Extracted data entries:
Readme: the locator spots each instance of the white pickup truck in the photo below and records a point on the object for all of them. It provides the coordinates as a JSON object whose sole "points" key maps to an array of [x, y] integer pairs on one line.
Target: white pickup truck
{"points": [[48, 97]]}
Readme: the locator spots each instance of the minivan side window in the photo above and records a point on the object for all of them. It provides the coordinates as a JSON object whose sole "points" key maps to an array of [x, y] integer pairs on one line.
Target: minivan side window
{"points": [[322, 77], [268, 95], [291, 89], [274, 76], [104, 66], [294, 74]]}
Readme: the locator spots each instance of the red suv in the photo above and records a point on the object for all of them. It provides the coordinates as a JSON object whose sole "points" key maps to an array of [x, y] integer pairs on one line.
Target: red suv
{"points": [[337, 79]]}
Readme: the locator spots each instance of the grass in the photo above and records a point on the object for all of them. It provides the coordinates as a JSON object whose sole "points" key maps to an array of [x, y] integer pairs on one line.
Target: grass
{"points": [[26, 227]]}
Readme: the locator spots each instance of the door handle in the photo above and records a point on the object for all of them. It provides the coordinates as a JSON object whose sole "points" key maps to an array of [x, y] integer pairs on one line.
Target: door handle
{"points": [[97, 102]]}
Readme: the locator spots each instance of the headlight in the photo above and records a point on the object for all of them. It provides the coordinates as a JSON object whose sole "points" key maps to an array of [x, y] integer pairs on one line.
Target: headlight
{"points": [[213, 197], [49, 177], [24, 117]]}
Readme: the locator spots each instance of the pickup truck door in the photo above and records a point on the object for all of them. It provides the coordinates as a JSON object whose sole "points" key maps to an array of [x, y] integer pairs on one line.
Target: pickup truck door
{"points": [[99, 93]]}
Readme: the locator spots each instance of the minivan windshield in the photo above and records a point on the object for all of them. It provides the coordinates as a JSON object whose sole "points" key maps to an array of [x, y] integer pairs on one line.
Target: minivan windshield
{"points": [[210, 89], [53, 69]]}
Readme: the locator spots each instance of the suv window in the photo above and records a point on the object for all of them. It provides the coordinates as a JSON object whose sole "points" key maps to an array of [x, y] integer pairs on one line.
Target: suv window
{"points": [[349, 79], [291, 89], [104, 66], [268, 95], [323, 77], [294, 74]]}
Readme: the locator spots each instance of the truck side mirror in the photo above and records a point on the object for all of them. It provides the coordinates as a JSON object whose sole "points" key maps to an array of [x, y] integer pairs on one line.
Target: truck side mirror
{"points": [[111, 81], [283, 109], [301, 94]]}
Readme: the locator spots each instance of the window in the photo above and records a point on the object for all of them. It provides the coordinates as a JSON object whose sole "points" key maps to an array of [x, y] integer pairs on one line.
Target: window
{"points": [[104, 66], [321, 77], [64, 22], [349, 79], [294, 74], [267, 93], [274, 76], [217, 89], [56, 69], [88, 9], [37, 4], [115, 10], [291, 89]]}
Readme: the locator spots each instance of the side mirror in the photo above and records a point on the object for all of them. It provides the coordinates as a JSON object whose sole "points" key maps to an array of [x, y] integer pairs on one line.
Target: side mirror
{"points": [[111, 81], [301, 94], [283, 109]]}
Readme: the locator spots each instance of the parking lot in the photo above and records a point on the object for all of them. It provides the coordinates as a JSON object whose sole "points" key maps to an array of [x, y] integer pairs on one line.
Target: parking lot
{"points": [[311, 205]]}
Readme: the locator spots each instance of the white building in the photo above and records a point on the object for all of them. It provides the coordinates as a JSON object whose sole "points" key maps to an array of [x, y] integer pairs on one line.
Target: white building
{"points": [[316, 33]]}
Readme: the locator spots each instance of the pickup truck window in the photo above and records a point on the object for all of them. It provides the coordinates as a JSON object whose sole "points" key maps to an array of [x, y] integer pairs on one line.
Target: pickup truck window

* * *

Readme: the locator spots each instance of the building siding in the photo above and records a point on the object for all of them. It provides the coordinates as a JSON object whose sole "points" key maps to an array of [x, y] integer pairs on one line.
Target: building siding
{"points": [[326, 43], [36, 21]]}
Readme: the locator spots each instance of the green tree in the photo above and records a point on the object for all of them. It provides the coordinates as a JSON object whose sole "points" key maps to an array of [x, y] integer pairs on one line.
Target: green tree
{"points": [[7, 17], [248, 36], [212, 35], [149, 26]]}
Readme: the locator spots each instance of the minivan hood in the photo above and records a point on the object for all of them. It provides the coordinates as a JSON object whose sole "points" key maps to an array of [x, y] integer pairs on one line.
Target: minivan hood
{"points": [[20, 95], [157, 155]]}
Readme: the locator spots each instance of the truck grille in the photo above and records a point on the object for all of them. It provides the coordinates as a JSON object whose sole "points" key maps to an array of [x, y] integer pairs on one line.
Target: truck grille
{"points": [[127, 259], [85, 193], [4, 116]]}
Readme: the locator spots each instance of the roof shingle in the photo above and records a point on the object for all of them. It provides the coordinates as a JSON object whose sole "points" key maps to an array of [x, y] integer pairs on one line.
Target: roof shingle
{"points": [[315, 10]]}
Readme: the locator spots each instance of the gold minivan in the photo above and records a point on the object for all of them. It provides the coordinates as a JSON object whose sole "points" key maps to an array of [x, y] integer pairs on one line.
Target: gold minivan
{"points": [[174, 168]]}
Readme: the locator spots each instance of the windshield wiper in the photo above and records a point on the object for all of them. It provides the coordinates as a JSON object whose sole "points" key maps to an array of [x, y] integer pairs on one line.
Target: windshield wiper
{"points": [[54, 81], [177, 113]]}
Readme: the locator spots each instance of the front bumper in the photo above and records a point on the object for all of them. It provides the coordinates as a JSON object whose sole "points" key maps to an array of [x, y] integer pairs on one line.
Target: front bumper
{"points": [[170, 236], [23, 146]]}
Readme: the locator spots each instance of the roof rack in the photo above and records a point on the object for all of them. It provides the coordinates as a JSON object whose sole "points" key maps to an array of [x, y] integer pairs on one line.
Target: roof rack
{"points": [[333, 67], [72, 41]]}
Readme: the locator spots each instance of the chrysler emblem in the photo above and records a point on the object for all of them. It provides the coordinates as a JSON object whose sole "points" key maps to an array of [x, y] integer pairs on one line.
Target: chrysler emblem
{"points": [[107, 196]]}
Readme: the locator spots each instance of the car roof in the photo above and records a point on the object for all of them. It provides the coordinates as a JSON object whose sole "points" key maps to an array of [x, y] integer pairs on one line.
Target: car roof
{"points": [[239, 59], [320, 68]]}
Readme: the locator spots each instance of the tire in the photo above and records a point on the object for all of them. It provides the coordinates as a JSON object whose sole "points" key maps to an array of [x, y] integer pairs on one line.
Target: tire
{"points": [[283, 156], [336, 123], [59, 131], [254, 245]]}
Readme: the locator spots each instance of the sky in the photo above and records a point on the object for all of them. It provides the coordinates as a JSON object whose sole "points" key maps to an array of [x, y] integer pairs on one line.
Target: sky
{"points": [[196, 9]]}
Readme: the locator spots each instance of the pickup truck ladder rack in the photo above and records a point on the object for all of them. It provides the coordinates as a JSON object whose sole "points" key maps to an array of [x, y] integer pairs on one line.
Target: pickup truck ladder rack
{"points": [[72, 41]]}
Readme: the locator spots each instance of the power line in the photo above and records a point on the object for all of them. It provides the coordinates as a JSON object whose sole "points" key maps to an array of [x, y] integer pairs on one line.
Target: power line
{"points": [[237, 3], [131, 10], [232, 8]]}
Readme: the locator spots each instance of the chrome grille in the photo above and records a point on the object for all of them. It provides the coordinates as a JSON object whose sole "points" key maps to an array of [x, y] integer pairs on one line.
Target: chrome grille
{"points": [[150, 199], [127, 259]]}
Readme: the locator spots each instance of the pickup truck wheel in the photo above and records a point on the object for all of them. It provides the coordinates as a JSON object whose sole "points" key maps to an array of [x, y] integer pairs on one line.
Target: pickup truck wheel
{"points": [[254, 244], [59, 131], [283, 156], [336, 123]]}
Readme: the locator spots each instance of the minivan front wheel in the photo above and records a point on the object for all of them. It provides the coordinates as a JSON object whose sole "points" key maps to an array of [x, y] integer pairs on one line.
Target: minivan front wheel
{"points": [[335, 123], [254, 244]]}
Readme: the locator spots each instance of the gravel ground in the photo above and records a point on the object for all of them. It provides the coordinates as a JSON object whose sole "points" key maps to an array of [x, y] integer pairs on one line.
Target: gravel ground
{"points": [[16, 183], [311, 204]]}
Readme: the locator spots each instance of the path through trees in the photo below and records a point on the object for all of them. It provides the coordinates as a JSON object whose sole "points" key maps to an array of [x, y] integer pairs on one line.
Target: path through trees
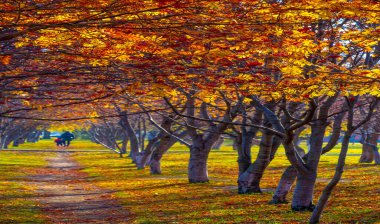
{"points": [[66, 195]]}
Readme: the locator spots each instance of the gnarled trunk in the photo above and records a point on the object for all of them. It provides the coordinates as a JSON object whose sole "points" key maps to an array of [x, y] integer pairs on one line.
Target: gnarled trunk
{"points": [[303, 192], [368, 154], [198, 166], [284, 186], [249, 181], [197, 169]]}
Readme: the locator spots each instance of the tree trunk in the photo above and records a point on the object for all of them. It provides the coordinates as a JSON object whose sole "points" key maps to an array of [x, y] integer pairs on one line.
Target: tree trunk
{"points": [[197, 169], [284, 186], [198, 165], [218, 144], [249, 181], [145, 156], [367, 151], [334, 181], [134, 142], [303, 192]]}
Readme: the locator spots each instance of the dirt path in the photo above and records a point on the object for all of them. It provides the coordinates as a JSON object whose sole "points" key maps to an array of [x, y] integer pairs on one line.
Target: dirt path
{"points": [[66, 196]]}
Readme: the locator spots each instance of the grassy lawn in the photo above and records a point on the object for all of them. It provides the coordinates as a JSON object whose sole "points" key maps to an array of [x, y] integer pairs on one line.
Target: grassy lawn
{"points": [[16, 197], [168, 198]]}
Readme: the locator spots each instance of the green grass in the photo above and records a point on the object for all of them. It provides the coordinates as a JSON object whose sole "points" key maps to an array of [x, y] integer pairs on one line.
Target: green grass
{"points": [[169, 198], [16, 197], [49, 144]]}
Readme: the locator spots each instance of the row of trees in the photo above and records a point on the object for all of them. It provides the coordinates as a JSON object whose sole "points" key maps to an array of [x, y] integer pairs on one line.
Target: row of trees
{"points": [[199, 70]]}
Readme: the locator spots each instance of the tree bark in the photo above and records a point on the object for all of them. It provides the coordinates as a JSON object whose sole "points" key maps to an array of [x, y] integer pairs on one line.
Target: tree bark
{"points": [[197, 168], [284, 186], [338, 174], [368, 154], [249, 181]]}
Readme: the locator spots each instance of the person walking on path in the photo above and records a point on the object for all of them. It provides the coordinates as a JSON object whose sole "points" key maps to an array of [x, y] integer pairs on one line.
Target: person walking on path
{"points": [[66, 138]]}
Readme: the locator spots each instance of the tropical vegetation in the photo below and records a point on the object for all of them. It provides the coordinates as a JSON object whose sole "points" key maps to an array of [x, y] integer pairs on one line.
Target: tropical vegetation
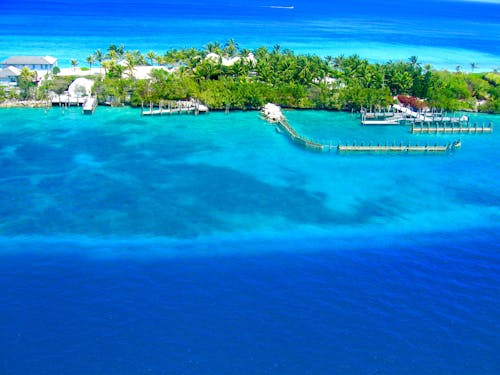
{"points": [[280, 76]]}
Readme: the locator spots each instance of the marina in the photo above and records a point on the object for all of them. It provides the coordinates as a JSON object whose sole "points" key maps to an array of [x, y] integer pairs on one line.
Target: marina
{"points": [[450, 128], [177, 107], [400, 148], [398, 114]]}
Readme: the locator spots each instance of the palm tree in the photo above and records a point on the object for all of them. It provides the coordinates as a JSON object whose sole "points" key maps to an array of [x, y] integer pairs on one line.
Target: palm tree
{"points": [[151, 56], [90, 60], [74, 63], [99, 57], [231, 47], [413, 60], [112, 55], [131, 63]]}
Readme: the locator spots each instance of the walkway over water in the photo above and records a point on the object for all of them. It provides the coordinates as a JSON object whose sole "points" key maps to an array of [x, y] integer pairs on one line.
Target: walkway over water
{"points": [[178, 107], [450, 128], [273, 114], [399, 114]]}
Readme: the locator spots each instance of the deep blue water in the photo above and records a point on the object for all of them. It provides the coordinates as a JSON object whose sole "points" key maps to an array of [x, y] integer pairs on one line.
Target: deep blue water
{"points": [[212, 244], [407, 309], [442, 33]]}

--

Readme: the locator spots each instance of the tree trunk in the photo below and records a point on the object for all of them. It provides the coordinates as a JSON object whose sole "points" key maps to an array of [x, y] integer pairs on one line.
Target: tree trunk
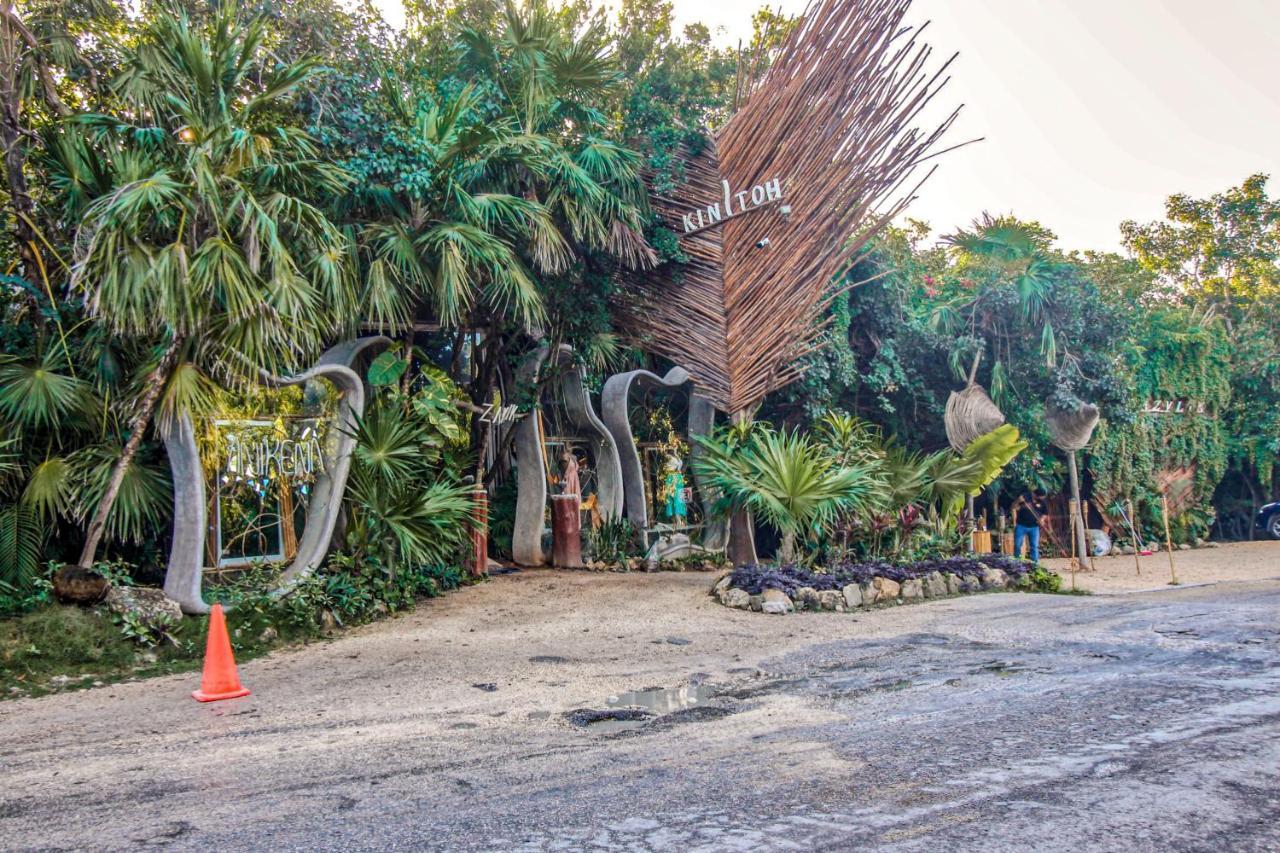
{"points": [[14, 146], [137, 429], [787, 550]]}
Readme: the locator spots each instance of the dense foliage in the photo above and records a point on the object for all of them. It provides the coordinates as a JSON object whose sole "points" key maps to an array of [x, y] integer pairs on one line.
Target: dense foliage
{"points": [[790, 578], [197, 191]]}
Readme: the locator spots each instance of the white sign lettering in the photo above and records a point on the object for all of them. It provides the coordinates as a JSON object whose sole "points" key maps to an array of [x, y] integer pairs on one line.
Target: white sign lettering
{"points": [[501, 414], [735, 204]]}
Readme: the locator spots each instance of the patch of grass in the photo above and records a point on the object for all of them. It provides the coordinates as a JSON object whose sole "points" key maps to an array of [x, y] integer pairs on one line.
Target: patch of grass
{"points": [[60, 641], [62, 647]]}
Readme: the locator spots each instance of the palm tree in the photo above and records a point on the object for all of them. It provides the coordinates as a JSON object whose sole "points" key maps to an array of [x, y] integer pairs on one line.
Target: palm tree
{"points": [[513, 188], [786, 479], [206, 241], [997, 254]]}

[Given task]
Count the lines in the records above that contain the string "side", treating uppercase and lowercase as distinct. Reply with the number only.

[Answer to the exercise]
6